• [Activity]
Report how many lines below contain the word "background". Write only that number.

*** Block opens ***

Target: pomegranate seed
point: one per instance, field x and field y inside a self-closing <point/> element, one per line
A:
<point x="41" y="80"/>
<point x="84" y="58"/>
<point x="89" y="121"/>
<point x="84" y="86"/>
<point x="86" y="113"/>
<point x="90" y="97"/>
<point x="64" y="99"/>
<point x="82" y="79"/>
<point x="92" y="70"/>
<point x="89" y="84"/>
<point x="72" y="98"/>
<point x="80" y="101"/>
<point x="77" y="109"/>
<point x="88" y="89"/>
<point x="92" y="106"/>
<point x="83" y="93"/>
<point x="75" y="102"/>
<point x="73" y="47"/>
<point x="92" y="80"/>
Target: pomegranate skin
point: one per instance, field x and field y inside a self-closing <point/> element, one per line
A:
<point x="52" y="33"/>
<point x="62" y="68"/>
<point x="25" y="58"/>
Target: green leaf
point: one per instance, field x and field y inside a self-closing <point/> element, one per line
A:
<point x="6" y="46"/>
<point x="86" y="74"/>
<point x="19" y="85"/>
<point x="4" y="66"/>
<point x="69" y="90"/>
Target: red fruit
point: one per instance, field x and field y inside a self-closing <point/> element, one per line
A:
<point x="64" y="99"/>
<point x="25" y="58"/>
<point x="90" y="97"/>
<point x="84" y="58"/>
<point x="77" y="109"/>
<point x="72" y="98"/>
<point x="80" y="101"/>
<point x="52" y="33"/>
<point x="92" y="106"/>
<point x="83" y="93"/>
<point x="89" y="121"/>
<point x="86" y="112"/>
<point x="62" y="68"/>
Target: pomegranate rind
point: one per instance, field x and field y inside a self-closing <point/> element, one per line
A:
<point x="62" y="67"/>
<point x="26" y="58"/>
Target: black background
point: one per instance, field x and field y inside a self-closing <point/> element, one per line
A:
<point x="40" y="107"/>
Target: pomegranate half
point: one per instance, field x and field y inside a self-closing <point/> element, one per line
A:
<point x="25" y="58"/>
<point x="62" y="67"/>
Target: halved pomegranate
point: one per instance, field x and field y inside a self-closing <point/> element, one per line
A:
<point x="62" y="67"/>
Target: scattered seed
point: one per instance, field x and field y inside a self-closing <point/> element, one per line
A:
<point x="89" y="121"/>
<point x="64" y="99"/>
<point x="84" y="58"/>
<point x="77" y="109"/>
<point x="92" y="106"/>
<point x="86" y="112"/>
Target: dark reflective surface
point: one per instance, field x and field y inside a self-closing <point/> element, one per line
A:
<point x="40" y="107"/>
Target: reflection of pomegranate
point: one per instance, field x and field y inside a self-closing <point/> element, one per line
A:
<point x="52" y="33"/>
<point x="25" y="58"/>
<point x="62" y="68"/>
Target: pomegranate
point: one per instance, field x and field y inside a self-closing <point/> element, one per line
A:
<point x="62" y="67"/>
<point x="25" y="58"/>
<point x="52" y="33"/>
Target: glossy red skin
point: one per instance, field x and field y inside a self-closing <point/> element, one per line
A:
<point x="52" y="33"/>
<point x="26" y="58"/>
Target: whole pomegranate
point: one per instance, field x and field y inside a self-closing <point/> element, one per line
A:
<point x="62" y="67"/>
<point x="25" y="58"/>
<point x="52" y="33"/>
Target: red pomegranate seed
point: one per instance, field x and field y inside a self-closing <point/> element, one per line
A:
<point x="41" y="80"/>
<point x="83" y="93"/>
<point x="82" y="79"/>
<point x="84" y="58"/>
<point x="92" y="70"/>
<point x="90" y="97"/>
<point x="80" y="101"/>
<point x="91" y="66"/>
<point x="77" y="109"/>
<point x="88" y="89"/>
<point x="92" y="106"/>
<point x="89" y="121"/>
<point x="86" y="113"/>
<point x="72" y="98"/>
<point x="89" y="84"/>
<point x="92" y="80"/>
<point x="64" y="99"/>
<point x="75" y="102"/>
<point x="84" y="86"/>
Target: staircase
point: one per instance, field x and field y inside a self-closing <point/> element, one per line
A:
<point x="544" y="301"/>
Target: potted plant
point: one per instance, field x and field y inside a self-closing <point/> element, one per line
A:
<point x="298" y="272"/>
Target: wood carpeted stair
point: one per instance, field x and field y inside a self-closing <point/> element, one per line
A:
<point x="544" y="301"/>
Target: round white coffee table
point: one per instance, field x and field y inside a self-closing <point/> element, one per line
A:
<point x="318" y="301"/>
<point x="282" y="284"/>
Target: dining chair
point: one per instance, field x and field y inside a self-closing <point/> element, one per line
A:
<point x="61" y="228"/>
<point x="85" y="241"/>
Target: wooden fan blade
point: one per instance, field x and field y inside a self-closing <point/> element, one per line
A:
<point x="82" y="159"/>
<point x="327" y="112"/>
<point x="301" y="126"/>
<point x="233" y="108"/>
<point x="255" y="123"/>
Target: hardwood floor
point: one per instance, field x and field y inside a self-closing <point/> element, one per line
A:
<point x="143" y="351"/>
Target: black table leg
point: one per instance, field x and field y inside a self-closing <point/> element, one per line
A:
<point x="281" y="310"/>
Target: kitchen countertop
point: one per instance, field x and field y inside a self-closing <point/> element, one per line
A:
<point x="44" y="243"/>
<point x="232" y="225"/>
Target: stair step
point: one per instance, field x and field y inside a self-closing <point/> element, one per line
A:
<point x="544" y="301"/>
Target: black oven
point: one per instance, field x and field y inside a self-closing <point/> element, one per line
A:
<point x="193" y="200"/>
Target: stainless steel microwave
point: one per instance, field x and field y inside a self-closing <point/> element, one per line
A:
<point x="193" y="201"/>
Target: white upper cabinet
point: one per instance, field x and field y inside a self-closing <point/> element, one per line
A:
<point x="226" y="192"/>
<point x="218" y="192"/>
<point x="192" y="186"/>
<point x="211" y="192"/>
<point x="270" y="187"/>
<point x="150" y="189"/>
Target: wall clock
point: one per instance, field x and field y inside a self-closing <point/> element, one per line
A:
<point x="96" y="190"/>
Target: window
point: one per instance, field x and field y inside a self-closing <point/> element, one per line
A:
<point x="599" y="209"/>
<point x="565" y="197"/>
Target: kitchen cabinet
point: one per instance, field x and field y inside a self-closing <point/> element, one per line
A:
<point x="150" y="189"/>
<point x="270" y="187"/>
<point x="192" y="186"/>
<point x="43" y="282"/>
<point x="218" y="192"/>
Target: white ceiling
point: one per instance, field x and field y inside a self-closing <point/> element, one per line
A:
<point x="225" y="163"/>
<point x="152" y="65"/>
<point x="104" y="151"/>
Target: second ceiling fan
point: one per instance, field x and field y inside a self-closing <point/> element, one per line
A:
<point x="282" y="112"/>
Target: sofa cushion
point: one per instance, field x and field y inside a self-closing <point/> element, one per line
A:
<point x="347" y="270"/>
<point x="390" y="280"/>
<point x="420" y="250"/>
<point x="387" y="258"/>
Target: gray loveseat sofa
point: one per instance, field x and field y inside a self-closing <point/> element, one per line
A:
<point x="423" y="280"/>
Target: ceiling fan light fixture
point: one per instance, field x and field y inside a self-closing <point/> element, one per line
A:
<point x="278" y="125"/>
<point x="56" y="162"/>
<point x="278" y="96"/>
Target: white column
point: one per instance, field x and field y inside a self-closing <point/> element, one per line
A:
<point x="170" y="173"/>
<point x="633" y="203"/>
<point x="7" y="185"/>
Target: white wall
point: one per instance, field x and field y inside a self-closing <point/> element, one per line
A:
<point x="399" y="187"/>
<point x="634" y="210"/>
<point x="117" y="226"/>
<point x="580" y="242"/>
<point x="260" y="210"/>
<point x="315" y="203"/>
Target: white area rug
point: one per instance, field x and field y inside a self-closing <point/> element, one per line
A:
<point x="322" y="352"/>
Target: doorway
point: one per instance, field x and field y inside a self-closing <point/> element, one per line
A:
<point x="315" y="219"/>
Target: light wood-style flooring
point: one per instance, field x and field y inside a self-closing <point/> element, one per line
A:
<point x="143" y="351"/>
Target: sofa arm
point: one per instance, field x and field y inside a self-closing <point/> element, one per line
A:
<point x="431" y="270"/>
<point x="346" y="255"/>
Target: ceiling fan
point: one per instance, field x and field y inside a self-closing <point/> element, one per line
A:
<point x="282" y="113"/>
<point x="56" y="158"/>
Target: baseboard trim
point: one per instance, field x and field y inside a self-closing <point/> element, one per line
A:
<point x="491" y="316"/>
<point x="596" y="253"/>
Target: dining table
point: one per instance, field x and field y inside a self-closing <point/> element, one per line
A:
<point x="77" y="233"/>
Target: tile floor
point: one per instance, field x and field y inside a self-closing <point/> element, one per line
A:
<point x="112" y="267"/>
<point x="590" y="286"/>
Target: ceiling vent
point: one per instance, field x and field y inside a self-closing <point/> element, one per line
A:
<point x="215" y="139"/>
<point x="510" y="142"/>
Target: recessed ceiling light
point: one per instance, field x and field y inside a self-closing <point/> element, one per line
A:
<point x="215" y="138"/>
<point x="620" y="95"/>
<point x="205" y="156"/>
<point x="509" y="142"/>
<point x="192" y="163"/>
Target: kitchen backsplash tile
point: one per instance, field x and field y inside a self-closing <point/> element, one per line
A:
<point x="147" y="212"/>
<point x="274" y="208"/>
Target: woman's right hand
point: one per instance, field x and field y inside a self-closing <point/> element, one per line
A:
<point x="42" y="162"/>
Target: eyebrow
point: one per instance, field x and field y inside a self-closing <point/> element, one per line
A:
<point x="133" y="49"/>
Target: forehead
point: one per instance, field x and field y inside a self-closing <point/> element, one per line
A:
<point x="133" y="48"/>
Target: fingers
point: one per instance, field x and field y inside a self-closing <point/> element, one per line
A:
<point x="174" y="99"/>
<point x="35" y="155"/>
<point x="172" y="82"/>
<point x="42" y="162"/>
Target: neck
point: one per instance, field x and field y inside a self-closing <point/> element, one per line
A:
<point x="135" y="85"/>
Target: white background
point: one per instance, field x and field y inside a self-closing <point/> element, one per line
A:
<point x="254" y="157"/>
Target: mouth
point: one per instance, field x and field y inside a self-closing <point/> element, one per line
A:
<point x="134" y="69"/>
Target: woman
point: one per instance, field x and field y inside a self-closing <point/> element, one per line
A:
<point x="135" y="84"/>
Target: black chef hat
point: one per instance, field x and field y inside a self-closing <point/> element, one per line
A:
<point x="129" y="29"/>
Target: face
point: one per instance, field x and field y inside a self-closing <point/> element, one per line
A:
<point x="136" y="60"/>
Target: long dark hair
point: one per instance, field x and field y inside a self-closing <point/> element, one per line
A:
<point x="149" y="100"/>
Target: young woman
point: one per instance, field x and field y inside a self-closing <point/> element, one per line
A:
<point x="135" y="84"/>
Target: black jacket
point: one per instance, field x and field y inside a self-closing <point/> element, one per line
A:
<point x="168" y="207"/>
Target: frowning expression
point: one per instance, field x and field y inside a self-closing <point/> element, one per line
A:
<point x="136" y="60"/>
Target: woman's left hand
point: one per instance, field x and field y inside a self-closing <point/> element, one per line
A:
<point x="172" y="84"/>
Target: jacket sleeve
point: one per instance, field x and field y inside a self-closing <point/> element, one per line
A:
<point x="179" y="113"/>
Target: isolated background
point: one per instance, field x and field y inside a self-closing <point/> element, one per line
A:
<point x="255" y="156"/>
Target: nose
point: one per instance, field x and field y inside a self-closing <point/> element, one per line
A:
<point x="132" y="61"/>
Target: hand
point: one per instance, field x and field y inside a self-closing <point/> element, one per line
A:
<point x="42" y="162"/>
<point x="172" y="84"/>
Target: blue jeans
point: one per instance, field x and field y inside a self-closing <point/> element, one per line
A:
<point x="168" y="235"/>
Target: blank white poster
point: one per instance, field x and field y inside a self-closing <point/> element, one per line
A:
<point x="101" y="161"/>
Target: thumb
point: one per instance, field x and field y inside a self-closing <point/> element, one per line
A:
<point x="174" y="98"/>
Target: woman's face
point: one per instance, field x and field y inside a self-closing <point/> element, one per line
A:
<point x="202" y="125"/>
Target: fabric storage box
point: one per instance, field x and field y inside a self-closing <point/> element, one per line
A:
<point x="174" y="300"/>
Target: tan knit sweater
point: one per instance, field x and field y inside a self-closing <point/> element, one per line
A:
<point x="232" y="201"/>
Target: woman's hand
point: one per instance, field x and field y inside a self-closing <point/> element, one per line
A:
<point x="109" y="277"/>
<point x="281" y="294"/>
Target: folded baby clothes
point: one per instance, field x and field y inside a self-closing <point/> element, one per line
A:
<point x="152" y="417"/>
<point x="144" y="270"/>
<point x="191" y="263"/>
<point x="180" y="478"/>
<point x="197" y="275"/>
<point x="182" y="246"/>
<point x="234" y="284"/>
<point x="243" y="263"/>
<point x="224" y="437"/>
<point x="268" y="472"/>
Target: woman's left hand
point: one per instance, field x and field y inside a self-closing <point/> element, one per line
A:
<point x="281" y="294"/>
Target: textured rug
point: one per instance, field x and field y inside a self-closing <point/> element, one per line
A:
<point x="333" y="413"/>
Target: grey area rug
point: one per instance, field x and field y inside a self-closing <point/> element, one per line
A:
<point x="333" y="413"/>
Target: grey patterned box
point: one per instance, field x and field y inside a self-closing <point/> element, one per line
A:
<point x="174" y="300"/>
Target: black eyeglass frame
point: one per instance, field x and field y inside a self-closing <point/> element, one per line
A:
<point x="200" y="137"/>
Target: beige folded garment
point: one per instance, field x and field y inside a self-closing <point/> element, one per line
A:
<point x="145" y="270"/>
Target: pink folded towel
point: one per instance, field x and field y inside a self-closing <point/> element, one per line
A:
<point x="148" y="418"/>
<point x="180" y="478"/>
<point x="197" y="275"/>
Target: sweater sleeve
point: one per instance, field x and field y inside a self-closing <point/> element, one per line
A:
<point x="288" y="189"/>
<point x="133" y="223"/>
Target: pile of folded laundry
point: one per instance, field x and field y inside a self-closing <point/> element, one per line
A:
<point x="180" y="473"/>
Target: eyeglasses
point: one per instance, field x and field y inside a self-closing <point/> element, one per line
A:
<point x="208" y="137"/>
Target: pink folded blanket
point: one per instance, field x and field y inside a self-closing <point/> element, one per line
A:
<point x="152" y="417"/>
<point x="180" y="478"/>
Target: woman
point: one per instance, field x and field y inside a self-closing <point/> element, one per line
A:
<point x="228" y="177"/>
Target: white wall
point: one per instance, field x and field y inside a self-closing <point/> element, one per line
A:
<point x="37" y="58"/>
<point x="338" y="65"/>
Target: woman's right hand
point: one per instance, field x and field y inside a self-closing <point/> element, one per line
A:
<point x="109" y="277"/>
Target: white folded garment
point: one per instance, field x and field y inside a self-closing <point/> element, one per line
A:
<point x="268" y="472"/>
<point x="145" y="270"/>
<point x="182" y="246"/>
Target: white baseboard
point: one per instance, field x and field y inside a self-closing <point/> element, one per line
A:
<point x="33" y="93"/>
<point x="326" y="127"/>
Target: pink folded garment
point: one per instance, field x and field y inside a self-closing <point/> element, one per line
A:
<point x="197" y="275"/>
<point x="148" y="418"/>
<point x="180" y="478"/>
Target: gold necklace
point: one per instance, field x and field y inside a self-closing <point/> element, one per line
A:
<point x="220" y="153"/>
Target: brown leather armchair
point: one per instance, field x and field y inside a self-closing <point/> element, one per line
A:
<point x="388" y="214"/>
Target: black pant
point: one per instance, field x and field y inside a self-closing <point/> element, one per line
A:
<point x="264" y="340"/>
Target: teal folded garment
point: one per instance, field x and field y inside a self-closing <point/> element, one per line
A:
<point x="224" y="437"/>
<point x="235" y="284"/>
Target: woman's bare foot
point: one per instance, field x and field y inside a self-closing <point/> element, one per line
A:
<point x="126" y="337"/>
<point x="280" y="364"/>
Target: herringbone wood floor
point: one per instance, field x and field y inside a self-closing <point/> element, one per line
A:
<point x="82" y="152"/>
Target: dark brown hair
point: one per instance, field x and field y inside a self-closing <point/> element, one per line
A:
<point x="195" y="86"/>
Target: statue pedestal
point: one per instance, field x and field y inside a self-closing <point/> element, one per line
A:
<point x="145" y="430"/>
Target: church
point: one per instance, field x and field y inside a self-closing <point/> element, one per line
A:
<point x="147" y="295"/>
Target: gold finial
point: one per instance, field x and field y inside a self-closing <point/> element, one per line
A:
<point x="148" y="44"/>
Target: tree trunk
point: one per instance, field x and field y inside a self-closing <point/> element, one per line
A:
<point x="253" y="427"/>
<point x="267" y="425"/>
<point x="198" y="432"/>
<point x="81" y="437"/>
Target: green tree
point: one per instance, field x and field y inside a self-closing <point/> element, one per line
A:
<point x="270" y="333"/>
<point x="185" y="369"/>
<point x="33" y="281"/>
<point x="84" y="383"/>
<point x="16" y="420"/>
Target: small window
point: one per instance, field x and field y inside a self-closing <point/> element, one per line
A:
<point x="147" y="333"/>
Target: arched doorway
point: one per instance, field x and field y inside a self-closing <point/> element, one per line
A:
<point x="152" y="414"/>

*** Block closes ***

• [Result of this exercise]
3